▸ **Request**:
Quote from the article on the drunken-driving crackdown the passage starting at "Police disappeared from" and ending at "traffic management issues.", word for word.

▸ **Document segment**:
Zimbabwe News and Internet Radio

Cops intensify crackdown on drunken motorists

By Blessings Mashaya

Police have intensified their crackdown on drunken driving as part of the force’s bid to rid the country’s roads of errant drivers, a Cabinet minister has said.

File picture of police roadblock in Zimbabwe
File picture of police roadblock in Zimbabwe

Addressing journalists during his first visit to police headquarters, Home Affairs minister Cain Mathema yesterday said the force needs more equipment such as breathalysers to deal with drunken drivers.

“It is my fervent hope and conviction that we all need to work towards a shift in attitude by all motorists and road users in order to safeguard lives on the roads.

“In equal measure the Zimbabwe Republic Police needs to be equipped with the right attitudes, skills and tools of trade such as breathalyser machines, speed traps, cameras for effective traffic enforcement.”

The newly-appointed Home Affairs minister added that he had been apprised on the on-going operation which is aimed at weeding out unregistered vehicles — some of which have been involved in road traffic accidents, robberies and various crimes — from the country’s roads.

“I have since directed the police to intensify deployment of police officers to conduct awareness campaigns and enforce the law in order to restore sanity on the roads. I urge fellow Zimbabweans to be responsible citizens and contribute towards the maintenance of law and order in our country.”

Traffic police roadblocks returned last week following the launch of a crackdown targeting unlicensed drivers and unregistered vehicles.
Police disappeared from the roads after last year’s November military takeover which saw the resignation of former president Robert Mugabe.

The absence of the police on the roads resulted in serious traffic jams in cities as errant motorists took advantage of the situation to violate traffic rules.

Mathema said the police must maintain sanity, particularly in the capital, Harare.

“During my deliberations with the police command, we also discussed traffic management issues.

“This area ladies and gentlemen is of national concern.

“As you may all be aware some central business districts, particularly Harare Central, have been characterised by chaotic traffic scenes where motorists wantonly violate traffic rules and regulations.

“Lives have been lost while some individuals have been maimed or injured on our roads.”

▸ **Data**:

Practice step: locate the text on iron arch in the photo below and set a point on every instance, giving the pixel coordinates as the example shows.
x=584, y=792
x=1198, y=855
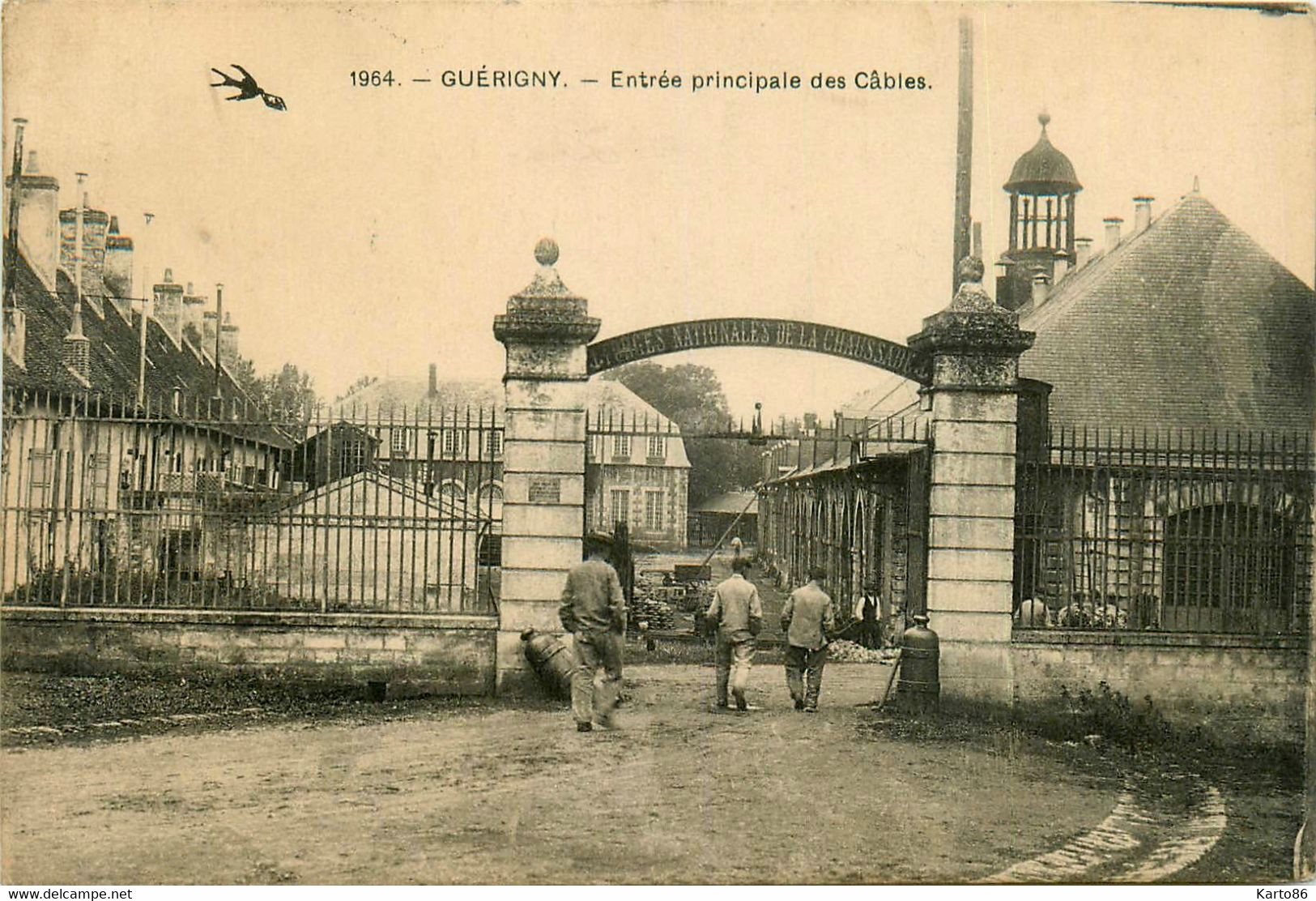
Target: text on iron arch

▸ **Result of this task**:
Police disappeared from the roads after last year’s November military takeover which saw the resignation of former president Robert Mugabe.

The absence of the police on the roads resulted in serious traffic jams in cities as errant motorists took advantage of the situation to violate traffic rules.

Mathema said the police must maintain sanity, particularly in the capital, Harare.

“During my deliberations with the police command, we also discussed traffic management issues.